▶ **WHAT NEEDS TO BE DONE**
Lay out all the rows below as a Markdown table with two columns, Line and Text. Number each line in order under Line, put the line itself under Text, and leave out blank lines.

------------------------

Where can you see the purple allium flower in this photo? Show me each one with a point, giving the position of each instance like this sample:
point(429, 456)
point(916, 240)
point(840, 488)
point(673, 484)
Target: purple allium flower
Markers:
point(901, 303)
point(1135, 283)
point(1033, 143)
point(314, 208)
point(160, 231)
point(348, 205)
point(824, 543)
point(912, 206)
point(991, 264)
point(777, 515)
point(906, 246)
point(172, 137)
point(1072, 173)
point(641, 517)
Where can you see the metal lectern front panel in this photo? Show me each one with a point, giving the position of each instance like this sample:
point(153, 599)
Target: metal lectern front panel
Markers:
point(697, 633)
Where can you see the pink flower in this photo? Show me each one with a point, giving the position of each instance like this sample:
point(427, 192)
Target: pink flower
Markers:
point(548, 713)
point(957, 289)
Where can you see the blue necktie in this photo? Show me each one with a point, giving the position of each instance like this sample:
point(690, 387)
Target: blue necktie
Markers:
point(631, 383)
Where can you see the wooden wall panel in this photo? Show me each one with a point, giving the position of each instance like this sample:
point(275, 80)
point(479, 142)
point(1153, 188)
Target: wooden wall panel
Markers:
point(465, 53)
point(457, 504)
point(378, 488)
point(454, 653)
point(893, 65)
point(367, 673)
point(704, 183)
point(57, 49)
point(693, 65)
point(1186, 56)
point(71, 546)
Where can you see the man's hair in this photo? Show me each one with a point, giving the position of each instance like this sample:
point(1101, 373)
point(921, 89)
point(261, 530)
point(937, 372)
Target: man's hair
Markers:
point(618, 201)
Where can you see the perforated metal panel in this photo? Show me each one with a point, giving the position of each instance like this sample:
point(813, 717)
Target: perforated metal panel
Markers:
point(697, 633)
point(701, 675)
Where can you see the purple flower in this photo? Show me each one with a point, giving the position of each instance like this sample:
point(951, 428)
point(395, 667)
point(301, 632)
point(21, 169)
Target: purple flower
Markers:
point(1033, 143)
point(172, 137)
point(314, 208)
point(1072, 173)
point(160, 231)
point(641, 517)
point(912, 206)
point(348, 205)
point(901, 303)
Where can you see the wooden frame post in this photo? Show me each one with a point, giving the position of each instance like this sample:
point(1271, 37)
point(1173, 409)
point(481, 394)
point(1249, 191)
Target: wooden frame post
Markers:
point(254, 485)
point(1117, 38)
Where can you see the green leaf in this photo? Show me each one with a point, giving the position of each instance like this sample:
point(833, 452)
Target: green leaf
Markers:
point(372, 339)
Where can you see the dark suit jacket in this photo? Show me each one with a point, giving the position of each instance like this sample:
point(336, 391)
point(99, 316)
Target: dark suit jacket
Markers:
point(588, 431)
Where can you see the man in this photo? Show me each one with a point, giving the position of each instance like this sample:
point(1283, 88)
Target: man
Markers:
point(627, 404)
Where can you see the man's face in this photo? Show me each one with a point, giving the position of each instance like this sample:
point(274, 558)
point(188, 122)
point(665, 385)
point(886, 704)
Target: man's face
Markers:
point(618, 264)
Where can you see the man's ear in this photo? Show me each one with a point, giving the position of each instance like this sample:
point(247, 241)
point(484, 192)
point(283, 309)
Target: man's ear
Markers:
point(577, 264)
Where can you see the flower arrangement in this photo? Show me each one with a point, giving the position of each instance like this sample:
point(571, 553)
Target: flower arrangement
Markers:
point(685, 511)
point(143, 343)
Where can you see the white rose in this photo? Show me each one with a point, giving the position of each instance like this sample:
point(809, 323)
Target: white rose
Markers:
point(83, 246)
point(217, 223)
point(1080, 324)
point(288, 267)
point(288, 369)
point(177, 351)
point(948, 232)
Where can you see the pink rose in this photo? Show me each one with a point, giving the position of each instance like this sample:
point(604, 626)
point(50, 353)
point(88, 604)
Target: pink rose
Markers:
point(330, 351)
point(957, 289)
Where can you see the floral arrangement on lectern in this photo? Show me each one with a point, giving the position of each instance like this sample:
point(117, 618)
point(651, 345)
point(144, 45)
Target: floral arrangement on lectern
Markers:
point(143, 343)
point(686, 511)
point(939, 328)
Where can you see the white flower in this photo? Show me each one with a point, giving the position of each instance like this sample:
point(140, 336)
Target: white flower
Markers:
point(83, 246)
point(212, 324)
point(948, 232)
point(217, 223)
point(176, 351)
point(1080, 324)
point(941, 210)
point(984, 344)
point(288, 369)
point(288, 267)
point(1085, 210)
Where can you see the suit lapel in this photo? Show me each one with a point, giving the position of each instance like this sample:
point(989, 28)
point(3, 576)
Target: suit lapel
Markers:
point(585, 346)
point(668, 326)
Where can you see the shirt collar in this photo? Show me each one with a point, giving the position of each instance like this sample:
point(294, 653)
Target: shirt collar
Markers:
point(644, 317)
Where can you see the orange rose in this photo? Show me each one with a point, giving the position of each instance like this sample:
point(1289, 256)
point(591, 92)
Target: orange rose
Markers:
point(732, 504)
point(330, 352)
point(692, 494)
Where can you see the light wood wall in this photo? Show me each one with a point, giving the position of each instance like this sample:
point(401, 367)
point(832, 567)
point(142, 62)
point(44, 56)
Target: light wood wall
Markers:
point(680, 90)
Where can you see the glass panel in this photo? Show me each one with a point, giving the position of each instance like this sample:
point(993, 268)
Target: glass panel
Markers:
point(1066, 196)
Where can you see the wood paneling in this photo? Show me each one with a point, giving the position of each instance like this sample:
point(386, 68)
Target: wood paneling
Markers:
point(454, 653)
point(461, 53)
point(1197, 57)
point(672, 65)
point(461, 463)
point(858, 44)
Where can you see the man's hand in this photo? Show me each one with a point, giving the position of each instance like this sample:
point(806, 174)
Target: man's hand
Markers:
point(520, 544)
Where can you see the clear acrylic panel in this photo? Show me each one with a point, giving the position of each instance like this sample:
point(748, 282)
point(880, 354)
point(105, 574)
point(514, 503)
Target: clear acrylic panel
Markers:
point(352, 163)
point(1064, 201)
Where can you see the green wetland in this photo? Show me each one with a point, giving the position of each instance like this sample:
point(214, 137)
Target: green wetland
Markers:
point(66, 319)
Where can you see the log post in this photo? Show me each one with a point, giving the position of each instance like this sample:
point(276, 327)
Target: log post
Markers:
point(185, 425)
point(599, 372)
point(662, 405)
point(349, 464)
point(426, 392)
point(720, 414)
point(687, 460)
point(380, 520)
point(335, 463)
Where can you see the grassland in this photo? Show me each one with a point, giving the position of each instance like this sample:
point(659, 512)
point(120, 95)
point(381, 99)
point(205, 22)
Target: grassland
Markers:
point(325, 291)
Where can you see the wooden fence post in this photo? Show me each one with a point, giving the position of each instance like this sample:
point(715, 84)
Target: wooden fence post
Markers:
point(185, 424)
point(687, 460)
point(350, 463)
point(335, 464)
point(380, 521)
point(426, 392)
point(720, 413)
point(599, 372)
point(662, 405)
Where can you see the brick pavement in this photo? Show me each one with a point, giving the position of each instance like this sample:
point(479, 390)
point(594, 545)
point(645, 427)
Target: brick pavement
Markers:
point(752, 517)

------------------------

▶ **SOLUTION FOR THIS EXERCISE**
| Line | Text |
|---|---|
| 1 | Where can you see the purple allium flower in this photo? Show me each one with a point, giving the position of each instance like this sample: |
| 2 | point(429, 456) |
| 3 | point(916, 240) |
| 4 | point(840, 488) |
| 5 | point(673, 484) |
| 6 | Target: purple allium flower |
| 7 | Markers: |
| 8 | point(901, 303) |
| 9 | point(1135, 283) |
| 10 | point(1033, 143) |
| 11 | point(314, 208) |
| 12 | point(160, 231) |
| 13 | point(348, 205) |
| 14 | point(824, 543) |
| 15 | point(912, 206) |
| 16 | point(991, 264) |
| 17 | point(777, 515) |
| 18 | point(906, 246) |
| 19 | point(172, 137) |
| 20 | point(1072, 173) |
| 21 | point(641, 517) |
| 22 | Where can you see the metal lectern front panel in this photo? Show me each one with a point, giving the position of each instance like this sample: |
| 23 | point(153, 599) |
| 24 | Target: metal lectern front panel |
| 25 | Markers: |
| 26 | point(697, 633) |
| 27 | Where can you see the pink flower in this photo? Show me each one with a point, giving the position of each instance like this sample: |
| 28 | point(427, 192) |
| 29 | Target: pink flower |
| 30 | Markers: |
| 31 | point(548, 713) |
| 32 | point(957, 289) |
| 33 | Where can you see the blue necktie in this photo? Show me each one with a point, giving the position of each instance like this sample: |
| 34 | point(690, 387) |
| 35 | Target: blue necktie |
| 36 | Markers: |
| 37 | point(631, 383) |
| 38 | Where can you see the wooden wall panel in this photo? Show me each one with a point, giving the position of each instance like this sample: |
| 39 | point(275, 80) |
| 40 | point(479, 142) |
| 41 | point(1153, 188) |
| 42 | Target: wooden wall panel |
| 43 | Markers: |
| 44 | point(465, 53) |
| 45 | point(457, 504) |
| 46 | point(378, 488) |
| 47 | point(454, 653) |
| 48 | point(893, 65) |
| 49 | point(367, 673) |
| 50 | point(704, 183) |
| 51 | point(57, 49) |
| 52 | point(693, 65) |
| 53 | point(1186, 56) |
| 54 | point(71, 546) |
| 55 | Where can you see the man's hair in this photo? Show me each one with a point, giving the position of each instance like this sample: |
| 56 | point(1101, 373) |
| 57 | point(921, 89) |
| 58 | point(261, 530) |
| 59 | point(937, 372) |
| 60 | Target: man's hair |
| 61 | Markers: |
| 62 | point(618, 201) |
| 63 | Where can you see the perforated metal panel in this photo? Show me each one with a point, giving the position of each instance like this sample: |
| 64 | point(813, 717) |
| 65 | Target: perforated metal panel |
| 66 | Markers: |
| 67 | point(697, 633) |
| 68 | point(701, 675) |
| 69 | Where can you see the purple flower in this photo? Show me each one with a point, giving the position of each instance like this sample: |
| 70 | point(951, 428) |
| 71 | point(395, 667) |
| 72 | point(301, 632) |
| 73 | point(21, 169) |
| 74 | Target: purple flower |
| 75 | Markers: |
| 76 | point(1033, 143) |
| 77 | point(172, 137) |
| 78 | point(314, 208) |
| 79 | point(1072, 173) |
| 80 | point(160, 231) |
| 81 | point(641, 517) |
| 82 | point(912, 206) |
| 83 | point(348, 205) |
| 84 | point(901, 303) |
| 85 | Where can you see the wooden frame post in this photo? Show me each one with a point, giving the position of each instance like this sample: |
| 86 | point(1271, 37) |
| 87 | point(1173, 409) |
| 88 | point(481, 394) |
| 89 | point(1249, 191) |
| 90 | Target: wooden frame post |
| 91 | Markers: |
| 92 | point(254, 485) |
| 93 | point(1117, 38) |
| 94 | Where can you see the green leaf in this photo? Show me each one with a point, giving the position of each instance like this sample: |
| 95 | point(833, 452) |
| 96 | Target: green leaf |
| 97 | Markers: |
| 98 | point(372, 339) |
| 99 | Where can you see the dark suit jacket in this photo? Show me each one with a point, giving the position of each instance like this sample: |
| 100 | point(336, 391) |
| 101 | point(99, 316) |
| 102 | Target: dark suit jacket |
| 103 | Markers: |
| 104 | point(588, 431) |
| 105 | Where can you see the man in this photo? Show me each one with a point, giving the position of each instance like this sample: |
| 106 | point(1283, 88) |
| 107 | Target: man |
| 108 | Markers: |
| 109 | point(627, 404) |
| 110 | Where can you see the man's face in this photo? Show me each one with a point, giving the position of each instance like this sample: |
| 111 | point(274, 558) |
| 112 | point(188, 122) |
| 113 | point(665, 385) |
| 114 | point(886, 704) |
| 115 | Target: man's face |
| 116 | Markers: |
| 117 | point(618, 264) |
| 118 | Where can you see the man's ear in this photo? Show me each one with a point, giving the position of each instance like this sample: |
| 119 | point(247, 241) |
| 120 | point(484, 192) |
| 121 | point(283, 309) |
| 122 | Target: man's ear |
| 123 | Markers: |
| 124 | point(577, 264) |
| 125 | Where can you see the flower arrangement in this photo? Show me each one with a point, giving the position of each instance like this sample: |
| 126 | point(571, 553) |
| 127 | Target: flower arrangement |
| 128 | Markers: |
| 129 | point(685, 511) |
| 130 | point(143, 343) |
| 131 | Where can you see the white rose in this photo? Show me each one with a point, giving the position of each instance like this sample: |
| 132 | point(809, 323) |
| 133 | Target: white rose |
| 134 | Markers: |
| 135 | point(83, 246) |
| 136 | point(217, 223) |
| 137 | point(1080, 324) |
| 138 | point(288, 267) |
| 139 | point(288, 369) |
| 140 | point(177, 351) |
| 141 | point(948, 232) |
| 142 | Where can you see the pink rose in this photo? Show me each one with a point, giving the position of each instance like this sample: |
| 143 | point(604, 626) |
| 144 | point(50, 353) |
| 145 | point(88, 604) |
| 146 | Target: pink rose |
| 147 | Markers: |
| 148 | point(330, 351) |
| 149 | point(957, 289) |
| 150 | Where can you see the floral arrangement on lectern in this photo? Show me each one with a point, giving the position of each instance like this sample: |
| 151 | point(117, 618) |
| 152 | point(651, 345) |
| 153 | point(144, 45) |
| 154 | Target: floral arrangement on lectern |
| 155 | Markers: |
| 156 | point(143, 343) |
| 157 | point(686, 511) |
| 158 | point(939, 328) |
| 159 | Where can you see the white flower in this photo? Show me each one with a point, giving the position of each instance like this sample: |
| 160 | point(140, 336) |
| 161 | Target: white flower |
| 162 | Markers: |
| 163 | point(83, 246) |
| 164 | point(212, 324) |
| 165 | point(948, 232) |
| 166 | point(217, 223) |
| 167 | point(176, 351) |
| 168 | point(1080, 324) |
| 169 | point(941, 210) |
| 170 | point(984, 344) |
| 171 | point(288, 369) |
| 172 | point(288, 267) |
| 173 | point(1085, 210) |
| 174 | Where can you see the suit lapel in this photo? Show me each one with a point, giving the position of each instance like this sample: |
| 175 | point(989, 28) |
| 176 | point(3, 576) |
| 177 | Target: suit lapel |
| 178 | Markers: |
| 179 | point(585, 346) |
| 180 | point(668, 326) |
| 181 | Where can you see the shirt collar in this photo? Show me each one with a point, giving the position of each instance like this sample: |
| 182 | point(294, 653) |
| 183 | Target: shirt collar |
| 184 | Markers: |
| 185 | point(644, 317) |
| 186 | Where can you see the orange rose in this photo? Show me each one with a point, giving the position of each instance like this sample: |
| 187 | point(1289, 256) |
| 188 | point(591, 92) |
| 189 | Target: orange rose |
| 190 | Markers: |
| 191 | point(732, 504) |
| 192 | point(330, 352) |
| 193 | point(692, 494) |
| 194 | Where can you see the light wood wall in this photo? Show me each one with a point, giving the position of each instance like this sample: |
| 195 | point(401, 367) |
| 196 | point(832, 567) |
| 197 | point(142, 62) |
| 198 | point(44, 56) |
| 199 | Target: light wood wall |
| 200 | Markers: |
| 201 | point(680, 90) |
| 202 | Where can you see the glass panel in this photo? Show me each one with a point, giving the position of each instance like this sample: |
| 203 | point(993, 268) |
| 204 | Target: glass panel |
| 205 | Markers: |
| 206 | point(1066, 196) |
| 207 | Where can you see the wood paneling in this photo? Show me each one with a point, giving the position of each instance like this sample: |
| 208 | point(386, 68) |
| 209 | Target: wood paneling |
| 210 | Markers: |
| 211 | point(454, 653) |
| 212 | point(461, 53) |
| 213 | point(1197, 57) |
| 214 | point(672, 65) |
| 215 | point(461, 463) |
| 216 | point(858, 44) |
| 217 | Where can you see the man's hand in this photo? Show me each one with a point, giving the position of each instance like this sample: |
| 218 | point(806, 174) |
| 219 | Target: man's hand |
| 220 | Markers: |
| 221 | point(520, 544) |
| 222 | Where can you see the clear acrylic panel in this photo? Show me each one with a point, giving the position of each instance like this sample: |
| 223 | point(748, 282) |
| 224 | point(880, 354) |
| 225 | point(105, 574) |
| 226 | point(514, 503) |
| 227 | Target: clear acrylic panel |
| 228 | Markers: |
| 229 | point(352, 163) |
| 230 | point(1064, 201) |
| 231 | Where can you see the green wetland in this photo? Show me each one with a point, giving the position of each instance like this sample: |
| 232 | point(214, 137) |
| 233 | Target: green wetland |
| 234 | Markers: |
| 235 | point(66, 319) |
| 236 | Where can you see the log post in this photo? Show me each one with a point, giving the position of each instance like this sample: |
| 237 | point(276, 327) |
| 238 | Target: log post |
| 239 | Markers: |
| 240 | point(185, 425) |
| 241 | point(599, 372) |
| 242 | point(662, 405) |
| 243 | point(349, 464) |
| 244 | point(426, 392) |
| 245 | point(720, 414) |
| 246 | point(687, 460) |
| 247 | point(380, 520) |
| 248 | point(335, 463) |
| 249 | Where can you see the grassland in this photo? Show me each one with a point, giving the position of each instance like this sample: |
| 250 | point(659, 512) |
| 251 | point(120, 95) |
| 252 | point(381, 99) |
| 253 | point(205, 22) |
| 254 | Target: grassland |
| 255 | Markers: |
| 256 | point(325, 291) |
| 257 | Where can you see the wooden fence post in this photo? Show me each one with a point, giving the position of each instance like this sample: |
| 258 | point(715, 84) |
| 259 | Target: wooden fence post |
| 260 | Markers: |
| 261 | point(185, 424) |
| 262 | point(687, 460) |
| 263 | point(350, 463) |
| 264 | point(335, 464) |
| 265 | point(380, 521) |
| 266 | point(426, 392) |
| 267 | point(720, 413) |
| 268 | point(599, 372) |
| 269 | point(662, 405) |
| 270 | Where can you see the brick pavement in this photo? Show me each one with a point, giving the position of each instance like this sample: |
| 271 | point(479, 390) |
| 272 | point(594, 545) |
| 273 | point(645, 427) |
| 274 | Target: brick pavement |
| 275 | Markers: |
| 276 | point(752, 517) |